■ Aim ■
Copy every one of the records below word for word, and leave the pictures out of your copy.

■ Data shown ■

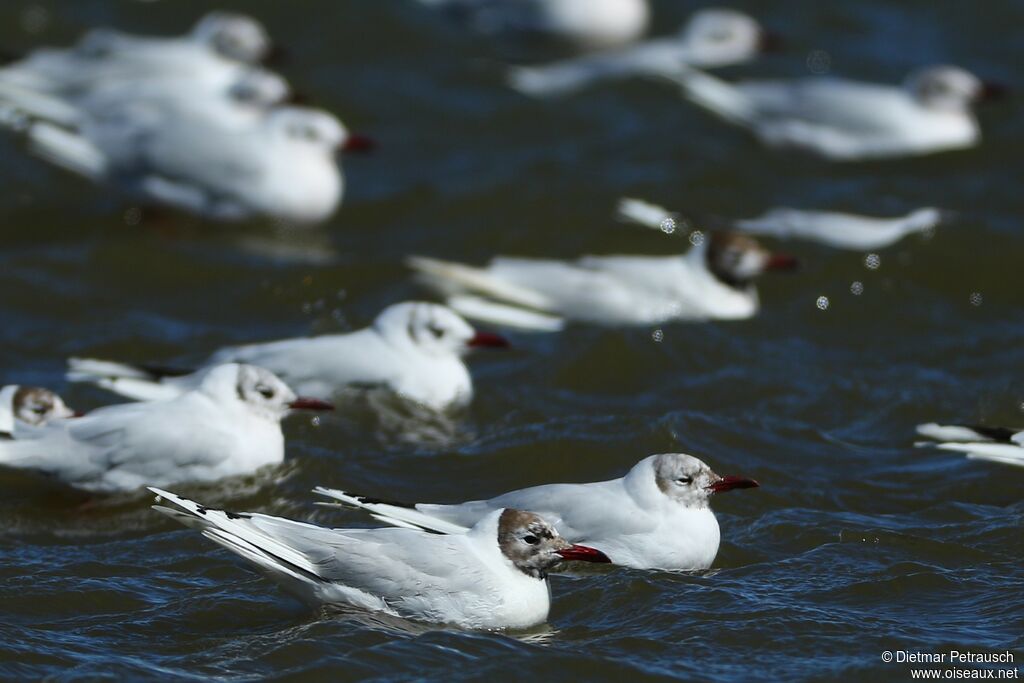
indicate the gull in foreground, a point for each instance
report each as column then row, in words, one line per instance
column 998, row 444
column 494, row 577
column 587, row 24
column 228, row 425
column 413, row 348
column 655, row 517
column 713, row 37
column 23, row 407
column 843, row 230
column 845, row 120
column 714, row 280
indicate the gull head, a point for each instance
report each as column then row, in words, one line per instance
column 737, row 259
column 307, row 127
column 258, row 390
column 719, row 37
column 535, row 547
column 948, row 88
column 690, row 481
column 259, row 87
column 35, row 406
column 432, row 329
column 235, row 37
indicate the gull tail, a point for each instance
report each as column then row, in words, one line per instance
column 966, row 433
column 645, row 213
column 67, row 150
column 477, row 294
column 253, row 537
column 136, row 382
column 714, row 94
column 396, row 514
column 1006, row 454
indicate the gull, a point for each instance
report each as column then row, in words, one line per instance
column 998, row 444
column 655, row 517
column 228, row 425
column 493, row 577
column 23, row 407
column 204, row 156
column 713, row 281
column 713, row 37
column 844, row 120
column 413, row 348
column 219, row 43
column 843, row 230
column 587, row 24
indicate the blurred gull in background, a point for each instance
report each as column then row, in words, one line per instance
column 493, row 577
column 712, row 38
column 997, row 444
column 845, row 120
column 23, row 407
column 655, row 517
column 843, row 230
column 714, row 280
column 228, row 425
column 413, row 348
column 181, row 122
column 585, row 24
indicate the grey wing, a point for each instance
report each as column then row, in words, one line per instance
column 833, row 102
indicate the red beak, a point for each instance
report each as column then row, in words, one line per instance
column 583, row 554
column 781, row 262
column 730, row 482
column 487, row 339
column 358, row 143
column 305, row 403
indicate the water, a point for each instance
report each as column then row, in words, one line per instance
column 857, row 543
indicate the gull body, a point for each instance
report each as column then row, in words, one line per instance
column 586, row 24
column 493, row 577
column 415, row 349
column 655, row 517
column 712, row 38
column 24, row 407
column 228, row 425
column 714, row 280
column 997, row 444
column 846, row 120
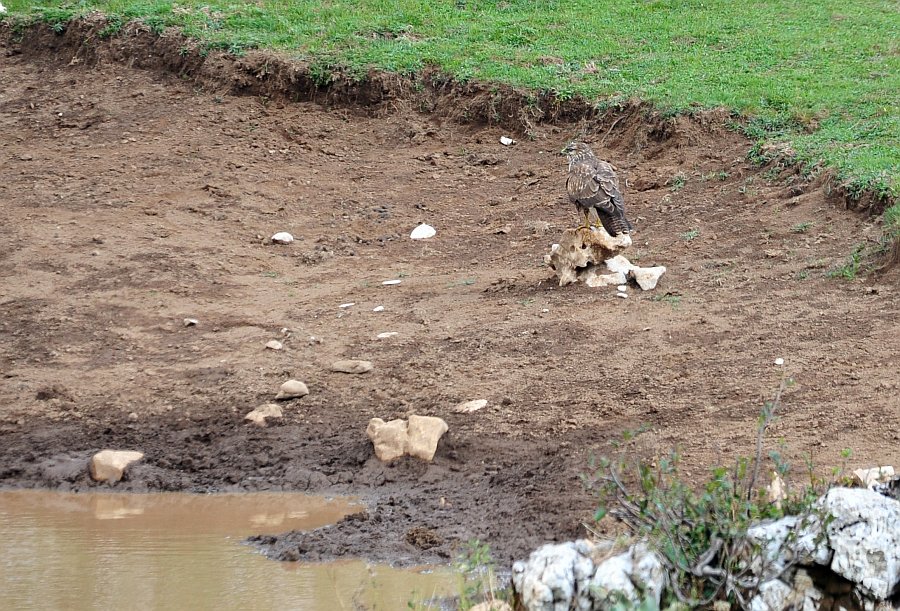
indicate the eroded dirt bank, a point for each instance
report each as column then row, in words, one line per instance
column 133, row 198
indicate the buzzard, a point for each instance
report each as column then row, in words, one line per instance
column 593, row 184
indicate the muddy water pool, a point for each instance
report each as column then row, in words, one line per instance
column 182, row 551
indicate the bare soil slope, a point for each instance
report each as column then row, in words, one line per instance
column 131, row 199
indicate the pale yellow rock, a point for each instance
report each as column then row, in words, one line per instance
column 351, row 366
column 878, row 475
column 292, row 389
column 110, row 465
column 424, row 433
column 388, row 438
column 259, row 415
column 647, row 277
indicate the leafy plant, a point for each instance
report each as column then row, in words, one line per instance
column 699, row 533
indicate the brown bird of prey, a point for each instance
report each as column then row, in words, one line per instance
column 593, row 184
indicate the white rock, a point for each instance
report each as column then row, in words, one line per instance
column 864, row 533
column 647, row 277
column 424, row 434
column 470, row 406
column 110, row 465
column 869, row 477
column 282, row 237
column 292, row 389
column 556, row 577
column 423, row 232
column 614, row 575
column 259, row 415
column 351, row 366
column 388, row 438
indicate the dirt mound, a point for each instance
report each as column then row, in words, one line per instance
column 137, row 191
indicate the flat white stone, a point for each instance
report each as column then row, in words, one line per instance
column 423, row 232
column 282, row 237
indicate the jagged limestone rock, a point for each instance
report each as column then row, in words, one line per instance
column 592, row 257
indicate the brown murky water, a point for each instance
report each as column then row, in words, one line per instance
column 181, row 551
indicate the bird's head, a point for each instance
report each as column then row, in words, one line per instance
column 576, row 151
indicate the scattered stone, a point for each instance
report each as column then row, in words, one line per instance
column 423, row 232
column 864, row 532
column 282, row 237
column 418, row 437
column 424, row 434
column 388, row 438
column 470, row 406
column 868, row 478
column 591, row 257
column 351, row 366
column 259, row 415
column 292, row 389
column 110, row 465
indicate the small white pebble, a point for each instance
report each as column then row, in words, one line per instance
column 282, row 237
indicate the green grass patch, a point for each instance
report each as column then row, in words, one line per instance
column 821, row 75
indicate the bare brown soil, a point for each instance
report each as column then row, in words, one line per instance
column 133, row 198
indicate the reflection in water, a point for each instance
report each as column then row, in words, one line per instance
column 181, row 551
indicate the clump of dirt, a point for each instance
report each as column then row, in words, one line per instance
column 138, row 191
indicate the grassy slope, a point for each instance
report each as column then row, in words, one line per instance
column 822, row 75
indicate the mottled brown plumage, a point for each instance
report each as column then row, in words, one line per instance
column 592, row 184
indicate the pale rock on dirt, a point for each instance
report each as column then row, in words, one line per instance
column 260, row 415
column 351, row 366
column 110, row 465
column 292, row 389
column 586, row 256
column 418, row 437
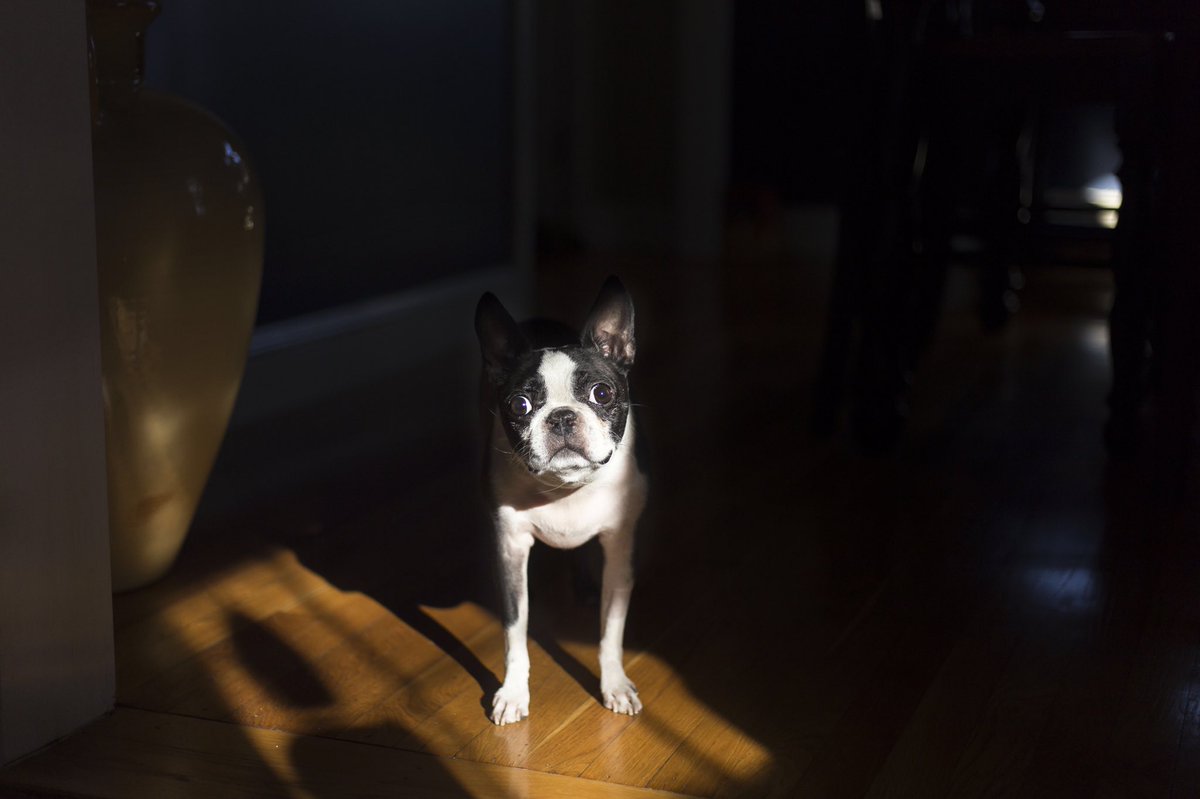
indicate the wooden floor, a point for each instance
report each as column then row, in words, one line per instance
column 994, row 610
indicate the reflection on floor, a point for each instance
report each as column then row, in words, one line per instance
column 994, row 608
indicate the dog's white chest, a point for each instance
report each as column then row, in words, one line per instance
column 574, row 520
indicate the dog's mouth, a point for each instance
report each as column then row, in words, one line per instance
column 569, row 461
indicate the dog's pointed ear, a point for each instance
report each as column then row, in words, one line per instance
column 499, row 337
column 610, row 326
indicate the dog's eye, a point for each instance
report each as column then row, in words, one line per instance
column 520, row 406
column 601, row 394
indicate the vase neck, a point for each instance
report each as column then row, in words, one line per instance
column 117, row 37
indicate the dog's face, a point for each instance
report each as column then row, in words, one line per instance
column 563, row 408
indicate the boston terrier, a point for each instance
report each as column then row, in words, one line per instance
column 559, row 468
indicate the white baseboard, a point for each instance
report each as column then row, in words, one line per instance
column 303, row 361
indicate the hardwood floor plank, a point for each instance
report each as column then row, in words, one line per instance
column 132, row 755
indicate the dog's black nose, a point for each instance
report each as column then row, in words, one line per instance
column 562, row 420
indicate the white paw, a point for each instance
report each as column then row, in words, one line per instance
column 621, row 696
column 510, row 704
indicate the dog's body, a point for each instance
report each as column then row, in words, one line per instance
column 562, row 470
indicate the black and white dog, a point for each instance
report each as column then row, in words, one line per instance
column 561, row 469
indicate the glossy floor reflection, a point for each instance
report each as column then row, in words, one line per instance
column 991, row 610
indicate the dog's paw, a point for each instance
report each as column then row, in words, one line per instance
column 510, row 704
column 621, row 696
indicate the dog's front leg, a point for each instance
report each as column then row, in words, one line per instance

■ Task output ■
indicate the gull in foreground, a point for each instance
report each as column then row, in words, one line per instance
column 998, row 444
column 494, row 577
column 587, row 24
column 228, row 425
column 413, row 348
column 655, row 517
column 713, row 37
column 23, row 407
column 843, row 230
column 845, row 120
column 714, row 280
indicate the gull head, a point for each instance
report each as column then row, in words, one line per instance
column 737, row 259
column 307, row 127
column 258, row 390
column 719, row 37
column 535, row 547
column 948, row 88
column 690, row 481
column 259, row 87
column 35, row 406
column 432, row 329
column 235, row 37
indicate the gull tail, a point for each instance
report each as column then row, in words, one line per instance
column 966, row 433
column 645, row 213
column 67, row 150
column 477, row 294
column 253, row 537
column 136, row 382
column 714, row 94
column 396, row 514
column 1006, row 454
indicate the gull, a point for each instance
report each as column then row, in words, one line per instance
column 998, row 444
column 655, row 517
column 228, row 425
column 493, row 577
column 23, row 407
column 204, row 156
column 713, row 281
column 713, row 37
column 844, row 120
column 413, row 348
column 219, row 43
column 843, row 230
column 587, row 24
indicate the blurred gull in background, a point for each instance
report each as column then row, in words, one line per instance
column 493, row 577
column 712, row 38
column 997, row 444
column 845, row 120
column 23, row 407
column 655, row 517
column 843, row 230
column 714, row 280
column 228, row 425
column 413, row 348
column 181, row 122
column 585, row 24
indicate the grey wing, a point for each instance
report each as column then row, in words, one line per instance
column 833, row 102
indicate the red beak, a point for each instance
report each as column then row, in words, one line per instance
column 583, row 554
column 781, row 262
column 730, row 482
column 487, row 339
column 358, row 143
column 305, row 403
indicate the water, a point for each instance
report each as column then row, in words, one line per instance
column 857, row 543
indicate the gull body, a point for each instance
report each as column then row, in words, one line per instance
column 586, row 24
column 493, row 577
column 415, row 349
column 655, row 517
column 712, row 38
column 24, row 407
column 228, row 425
column 714, row 280
column 997, row 444
column 846, row 120
indicate the eroded dirt bank, a point for each instance
report each as column then row, in words, one line per instance
column 133, row 198
indicate the buzzard, a point for each instance
report each as column then row, in words, one line per instance
column 593, row 184
indicate the muddy water pool, a point for each instance
report each as column then row, in words, one line per instance
column 182, row 551
indicate the bare soil slope, a point for each instance
report each as column then row, in words, one line per instance
column 131, row 199
indicate the pale yellow rock, a point for each instance
report each as column then row, in words, one line per instance
column 351, row 366
column 878, row 475
column 292, row 389
column 110, row 465
column 424, row 433
column 388, row 438
column 259, row 415
column 647, row 277
indicate the leafy plant, a point for each instance
report each as column then row, in words, one line per instance
column 699, row 533
indicate the brown bird of prey, a point for each instance
report each as column then row, in words, one line per instance
column 593, row 184
indicate the white rock, a point for each instance
report each as column then row, in words, one line per instance
column 864, row 533
column 647, row 277
column 424, row 434
column 470, row 406
column 110, row 465
column 869, row 477
column 282, row 237
column 292, row 389
column 556, row 577
column 423, row 232
column 614, row 575
column 259, row 415
column 351, row 366
column 388, row 438
indicate the dirt mound, a point for each instance
report each as column then row, in words, one line per instance
column 137, row 191
indicate the flat white stone, a point for each instance
report each as column then row, in words, one line per instance
column 423, row 232
column 282, row 237
indicate the jagged limestone rock, a point for each instance
report each as column then row, in words, one line per instance
column 592, row 257
indicate the brown murky water, a point for each instance
report each as column then row, in words, one line per instance
column 181, row 551
indicate the bird's head, a point for each instance
report each as column then row, in words, one line per instance
column 576, row 151
indicate the scattered stone, a point for each instance
report each as column then row, in words, one line per instance
column 423, row 232
column 864, row 532
column 282, row 237
column 418, row 437
column 424, row 434
column 388, row 438
column 470, row 406
column 868, row 478
column 591, row 257
column 351, row 366
column 259, row 415
column 292, row 389
column 110, row 465
indicate the small white pebble, a point for each instance
report each as column then row, in words, one line per instance
column 282, row 237
indicate the green grass patch, a point for each instance
report each as column then row, in words, one line per instance
column 821, row 75
indicate the bare brown soil, a point for each instance
report each as column then row, in words, one line per instance
column 133, row 198
indicate the reflection in water, a point for each instance
report each as column then row, in words, one line per instance
column 181, row 551
indicate the clump of dirt, a point for each instance
report each as column then row, in words, one line per instance
column 138, row 191
indicate the grassy slope, a point for each instance
report each as column then row, in words, one line per instance
column 822, row 75
indicate the mottled brown plumage, a point for each instance
report each as column then row, in words, one line per instance
column 592, row 184
indicate the pale rock on dirt, a point for each instance
report each as column then row, in words, one line per instance
column 260, row 415
column 351, row 366
column 110, row 465
column 292, row 389
column 586, row 256
column 418, row 437
indicate the wooden floor, a point for each instance
report each as column then row, in words, one line per instance
column 994, row 610
indicate the reflection on floor, a point for each instance
report each as column then row, in words, one line per instance
column 994, row 608
indicate the dog's white chest, a point for each instance
report each as column then row, in words, one line per instance
column 574, row 520
indicate the dog's mouth, a point for each instance
report each as column then row, in words, one line per instance
column 569, row 461
indicate the dog's pointed ear, a point for each instance
report each as column then row, in words, one line per instance
column 499, row 337
column 610, row 326
indicate the dog's eye, a point for each instance
report each as column then row, in words, one line per instance
column 520, row 406
column 601, row 394
indicate the vase neck, a point for each instance
report each as column then row, in words, one line per instance
column 117, row 37
indicate the dog's face, a point for each instance
report each as column then row, in words, one line per instance
column 563, row 408
indicate the boston terrier, a point for each instance
report each as column then row, in words, one line per instance
column 559, row 468
indicate the white baseboard, a point for each instance
report each as column then row, in words, one line per instance
column 303, row 361
indicate the hardwood floor plank, a point for each instance
report each as column then row, in words, one line per instance
column 132, row 755
indicate the dog's black nose, a point for each instance
report each as column then row, in words, one line per instance
column 562, row 420
indicate the white paw, a point for each instance
report each as column then row, in words, one line per instance
column 621, row 696
column 510, row 704
indicate the dog's body, a point for each instance
report each as column then row, in words, one line per instance
column 562, row 470
indicate the black and white dog, a point for each instance
report each as column then row, in words, one line per instance
column 561, row 469
indicate the glossy floor reflection, a point for each instance
report each as column then row, in words, one line per instance
column 991, row 610
indicate the dog's paw, a point for each instance
report each as column then row, in words, one line per instance
column 510, row 704
column 621, row 696
indicate the dog's front leg, a point for each instance
report each as column then row, in words, one line per instance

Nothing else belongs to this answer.